### GOAL
Turn every line of the entries below into a numbered list, skipping blank lines. Leave the pictures out of the answer.

### RECORDS PROVIDED

----------

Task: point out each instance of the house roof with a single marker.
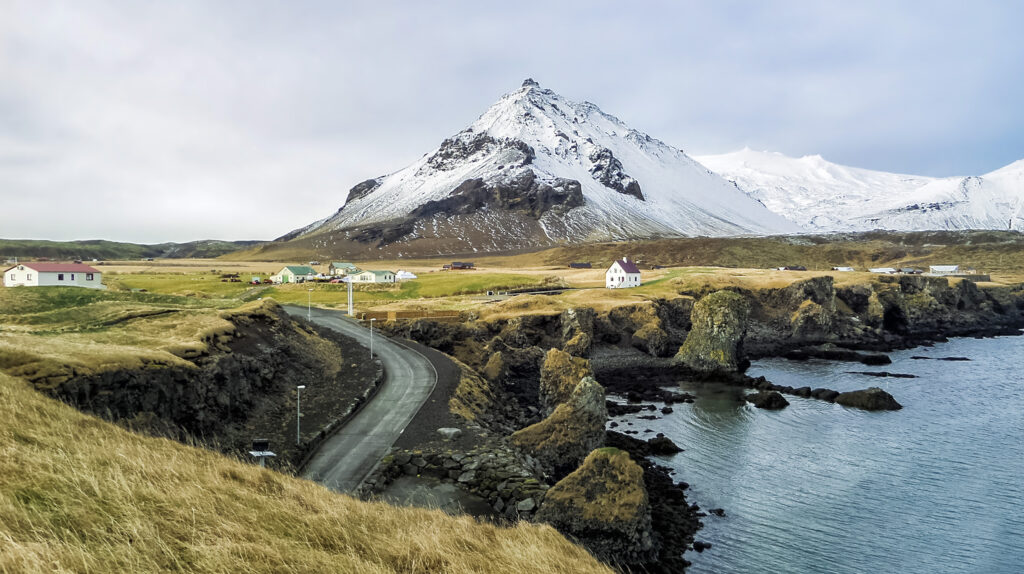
(57, 267)
(628, 266)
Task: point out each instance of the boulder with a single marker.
(715, 342)
(562, 440)
(868, 399)
(450, 433)
(663, 445)
(604, 505)
(771, 400)
(559, 376)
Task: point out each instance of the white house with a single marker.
(53, 274)
(341, 268)
(623, 273)
(943, 269)
(294, 274)
(373, 277)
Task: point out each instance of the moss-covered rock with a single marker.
(576, 427)
(559, 376)
(652, 340)
(604, 504)
(868, 399)
(715, 341)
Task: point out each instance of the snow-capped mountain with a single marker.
(537, 169)
(820, 195)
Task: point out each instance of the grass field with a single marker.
(78, 494)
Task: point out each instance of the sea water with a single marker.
(820, 488)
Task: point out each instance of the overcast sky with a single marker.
(152, 122)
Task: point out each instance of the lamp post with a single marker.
(372, 339)
(298, 413)
(309, 305)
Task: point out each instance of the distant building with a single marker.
(52, 274)
(373, 277)
(943, 269)
(341, 268)
(294, 274)
(623, 273)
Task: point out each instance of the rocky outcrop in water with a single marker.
(604, 504)
(559, 377)
(715, 342)
(561, 440)
(872, 398)
(770, 400)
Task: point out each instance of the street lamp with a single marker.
(309, 305)
(298, 413)
(372, 339)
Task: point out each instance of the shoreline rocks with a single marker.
(872, 398)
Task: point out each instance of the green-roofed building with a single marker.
(294, 274)
(374, 277)
(342, 268)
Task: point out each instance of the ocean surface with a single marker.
(820, 488)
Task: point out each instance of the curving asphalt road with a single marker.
(343, 460)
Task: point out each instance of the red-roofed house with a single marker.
(623, 273)
(52, 274)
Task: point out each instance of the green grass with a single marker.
(428, 285)
(78, 494)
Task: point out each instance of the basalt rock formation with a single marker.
(715, 343)
(561, 440)
(605, 505)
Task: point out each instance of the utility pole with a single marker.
(372, 339)
(309, 305)
(298, 413)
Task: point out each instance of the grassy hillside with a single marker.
(78, 494)
(101, 250)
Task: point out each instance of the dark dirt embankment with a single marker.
(244, 387)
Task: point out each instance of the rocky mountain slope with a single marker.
(535, 170)
(820, 195)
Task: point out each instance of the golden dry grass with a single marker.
(78, 494)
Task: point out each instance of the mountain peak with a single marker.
(538, 169)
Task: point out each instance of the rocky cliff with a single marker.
(604, 504)
(238, 385)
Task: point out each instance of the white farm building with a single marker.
(53, 274)
(623, 273)
(373, 277)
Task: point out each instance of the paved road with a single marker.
(343, 461)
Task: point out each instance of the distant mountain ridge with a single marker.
(820, 195)
(538, 170)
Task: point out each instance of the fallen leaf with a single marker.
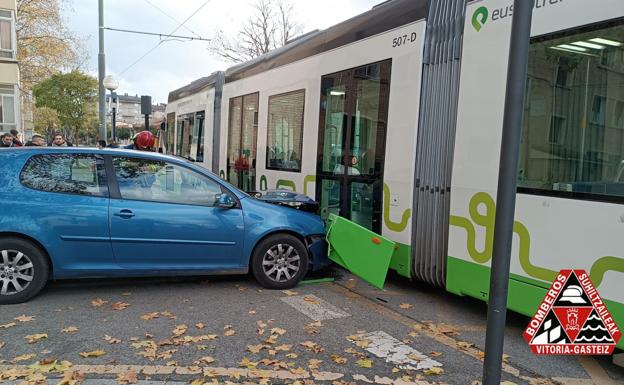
(9, 325)
(111, 340)
(337, 359)
(94, 353)
(150, 316)
(312, 346)
(24, 318)
(119, 306)
(383, 380)
(310, 299)
(207, 359)
(32, 338)
(98, 302)
(364, 363)
(71, 377)
(180, 330)
(24, 357)
(255, 349)
(129, 377)
(359, 377)
(434, 371)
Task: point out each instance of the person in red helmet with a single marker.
(143, 141)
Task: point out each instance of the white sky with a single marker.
(176, 63)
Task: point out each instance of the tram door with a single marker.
(242, 141)
(352, 138)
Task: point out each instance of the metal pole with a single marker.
(101, 73)
(506, 197)
(114, 117)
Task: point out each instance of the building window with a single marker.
(7, 108)
(573, 133)
(285, 131)
(7, 46)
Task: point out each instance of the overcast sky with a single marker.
(176, 63)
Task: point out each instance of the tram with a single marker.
(393, 119)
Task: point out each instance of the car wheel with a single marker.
(23, 270)
(280, 262)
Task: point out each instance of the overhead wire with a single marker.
(164, 39)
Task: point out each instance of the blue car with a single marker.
(88, 213)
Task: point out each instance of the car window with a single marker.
(159, 181)
(80, 174)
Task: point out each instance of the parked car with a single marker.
(85, 213)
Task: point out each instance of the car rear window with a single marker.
(80, 174)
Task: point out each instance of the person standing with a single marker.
(59, 141)
(36, 141)
(16, 141)
(7, 140)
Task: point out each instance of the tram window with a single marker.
(573, 132)
(285, 131)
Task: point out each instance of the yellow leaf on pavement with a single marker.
(434, 371)
(24, 357)
(98, 302)
(32, 338)
(94, 353)
(129, 377)
(364, 363)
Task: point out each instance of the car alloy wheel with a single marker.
(281, 263)
(16, 272)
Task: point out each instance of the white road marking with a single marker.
(383, 345)
(314, 307)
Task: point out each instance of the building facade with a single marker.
(9, 70)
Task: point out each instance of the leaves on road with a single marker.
(312, 346)
(364, 363)
(92, 354)
(9, 325)
(120, 306)
(98, 302)
(129, 377)
(33, 338)
(24, 357)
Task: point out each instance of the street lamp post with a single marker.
(112, 84)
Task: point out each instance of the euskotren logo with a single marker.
(479, 17)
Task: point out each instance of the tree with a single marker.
(45, 46)
(271, 26)
(73, 96)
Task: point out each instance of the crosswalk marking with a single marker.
(314, 307)
(383, 345)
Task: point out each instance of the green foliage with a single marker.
(73, 96)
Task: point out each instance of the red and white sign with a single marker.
(572, 319)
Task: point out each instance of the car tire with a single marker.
(24, 270)
(279, 262)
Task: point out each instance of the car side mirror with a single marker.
(225, 201)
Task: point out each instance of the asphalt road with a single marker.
(229, 329)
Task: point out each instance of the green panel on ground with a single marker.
(525, 294)
(401, 261)
(359, 250)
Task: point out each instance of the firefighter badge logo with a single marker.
(572, 319)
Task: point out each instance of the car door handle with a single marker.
(126, 214)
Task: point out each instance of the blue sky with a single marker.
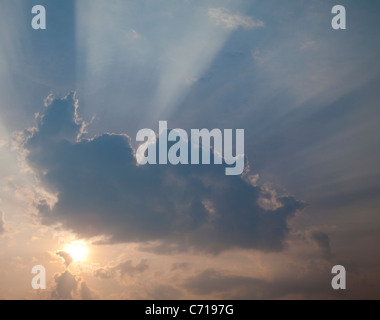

----------

### COMPLETE OUTPUT
1. Task: point out each instance of the house roof with a single marker.
2. (57, 267)
3. (628, 266)
4. Task: point out each instance of the boulder with a single marker.
5. (715, 342)
6. (562, 440)
7. (868, 399)
8. (450, 433)
9. (663, 445)
10. (604, 505)
11. (771, 400)
12. (559, 376)
13. Task: point out each instance of the white house with a single marker.
14. (53, 274)
15. (341, 268)
16. (623, 273)
17. (943, 269)
18. (294, 274)
19. (373, 277)
20. Task: point out each instance of the moss-covered rock with a single marker.
21. (576, 427)
22. (559, 376)
23. (652, 340)
24. (604, 504)
25. (868, 399)
26. (715, 341)
27. Task: point out each instance of the snow-capped mountain with a single marker.
28. (537, 169)
29. (820, 195)
30. Task: point out each instance of the grass field with a single marker.
31. (78, 494)
32. Task: point out each instance of the sea water with a single marker.
33. (820, 488)
34. Task: point out each instance of the overcast sky with a single marker.
35. (152, 122)
36. Task: point out each instance of the lamp post with a single marker.
37. (372, 339)
38. (298, 413)
39. (309, 305)
40. Task: point out each instance of the distant building with a single marker.
41. (52, 274)
42. (373, 277)
43. (943, 269)
44. (341, 268)
45. (294, 274)
46. (623, 273)
47. Task: point out each instance of the rocky outcrop in water with a single marker.
48. (604, 504)
49. (559, 377)
50. (715, 342)
51. (561, 440)
52. (872, 398)
53. (770, 400)
54. Task: point out each instance of the street lamp with a single marker.
55. (309, 305)
56. (298, 413)
57. (372, 339)
58. Task: point out each instance of the shoreline rocks with a single marker.
59. (872, 398)
60. Task: point out each instance of the green-roofed building with a single marker.
61. (294, 274)
62. (374, 277)
63. (342, 268)
64. Task: point out each instance of the ocean surface with a single marker.
65. (820, 488)
66. Task: point out each instance of the curving asphalt road with a single marker.
67. (343, 460)
68. Task: point out each instance of the red-roofed house with a single marker.
69. (623, 273)
70. (52, 274)
71. Task: point out each instance of the green grass with a single marker.
72. (428, 285)
73. (78, 494)
74. Task: point out each instance of the basalt rock formation with a single marker.
75. (715, 343)
76. (561, 440)
77. (605, 505)
78. Task: point out each instance of the utility pole with a single marker.
79. (372, 339)
80. (309, 305)
81. (298, 413)
82. Task: point out each instance of the grassy hillside with a single marker.
83. (78, 494)
84. (101, 250)
85. Task: point out each instance of the dark dirt embankment with a single marker.
86. (244, 387)
87. Task: point out each instance of the rocky mountain slope with a single marker.
88. (535, 170)
89. (820, 195)
90. Task: point out each instance of the golden dry grass with a single marker.
91. (78, 494)
92. Task: point out each instance of the mountain peak with a single marker.
93. (538, 169)
94. Task: point out each instance of the rocky cliff with a single marker.
95. (604, 504)
96. (238, 385)
97. Task: point out each instance of the white farm building with a single marker.
98. (53, 274)
99. (623, 273)
100. (373, 277)
101. Task: point out each instance of the paved road with a single marker.
102. (343, 461)
103. Task: point out each instance of the distant mountain ridge with a single marker.
104. (820, 195)
105. (538, 170)
106. Task: point out each instance of the fallen leaf with a single marker.
107. (9, 325)
108. (111, 340)
109. (337, 359)
110. (94, 353)
111. (150, 316)
112. (312, 346)
113. (24, 318)
114. (119, 306)
115. (383, 380)
116. (310, 299)
117. (207, 359)
118. (32, 338)
119. (98, 302)
120. (364, 363)
121. (71, 377)
122. (180, 330)
123. (24, 357)
124. (255, 349)
125. (129, 377)
126. (359, 377)
127. (434, 371)
128. Task: point out each instance of the person in red helmet with a single marker.
129. (143, 141)
130. Task: point out each instance of the white sky with a single marker.
131. (176, 63)
132. Task: point out each instance of the tram door with a single marker.
133. (242, 141)
134. (352, 138)
135. Task: point out each instance of the metal pole with a single marker.
136. (101, 73)
137. (506, 197)
138. (114, 117)
139. Task: point out each instance of the building window with a single marker.
140. (7, 108)
141. (573, 133)
142. (285, 131)
143. (7, 46)
144. Task: point out each instance of the overcast sky with a single marker.
145. (176, 63)
146. Task: point out each instance of the tram with a single marker.
147. (393, 119)
148. Task: point out each instance of the car wheel with a single marker.
149. (23, 270)
150. (280, 262)
151. Task: point out each instance of the overhead wire with a single marker.
152. (164, 39)
153. Task: point out each instance of the blue car with a single marker.
154. (88, 213)
155. Task: point out each instance of the car window with a single marker.
156. (159, 181)
157. (80, 174)
158. Task: point out each instance of the parked car with a single marker.
159. (85, 213)
160. Task: point out each instance of the car rear window with a single marker.
161. (80, 174)
162. Task: point out each instance of the person standing with a single marker.
163. (59, 141)
164. (36, 141)
165. (16, 141)
166. (7, 140)
167. Task: point out each instance of the tram window with a single marker.
168. (573, 132)
169. (285, 131)
170. Task: point out each instance of the yellow leaf on pavement with a single marker.
171. (434, 371)
172. (24, 357)
173. (98, 302)
174. (32, 338)
175. (94, 353)
176. (129, 377)
177. (364, 363)
178. Task: point out each instance of the car alloy wheel with a single marker.
179. (281, 263)
180. (16, 272)
181. Task: point out each instance of the white road marking with a single marker.
182. (383, 345)
183. (314, 307)
184. Task: point out each instance of the building facade with a single marker.
185. (9, 70)
186. Task: point out each instance of the leaves on road with a single marker.
187. (312, 346)
188. (364, 363)
189. (92, 354)
190. (9, 325)
191. (120, 306)
192. (98, 302)
193. (129, 377)
194. (33, 338)
195. (24, 357)
196. Task: point out each instance of the street lamp post with a single marker.
197. (112, 84)
198. Task: point out each instance of the euskotren logo with a single marker.
199. (479, 17)
200. Task: point out each instance of the tree with a single marker.
201. (45, 46)
202. (271, 26)
203. (73, 96)
204. Task: point out each instance of the crosswalk marking with a single marker.
205. (314, 307)
206. (383, 345)
207. Task: point out each instance of the green foliage with a single marker.
208. (73, 96)
209. Task: point out each instance of the red and white sign with a single marker.
210. (572, 319)
211. Task: point out each instance of the car tire with a single marker.
212. (24, 270)
213. (279, 262)
214. Task: point out each instance of the car side mirror with a single marker.
215. (225, 201)
216. Task: point out each instance of the asphalt road with a single marker.
217. (229, 329)
218. Task: point out each instance of the green panel on ground with a single marker.
219. (525, 294)
220. (401, 261)
221. (359, 250)
222. Task: point out each instance of the firefighter badge logo with a single marker.
223. (572, 319)
224. Task: point out each instance of the car door handle with a single marker.
225. (126, 214)
226. Task: point out each instance of the blue sky with a single marker.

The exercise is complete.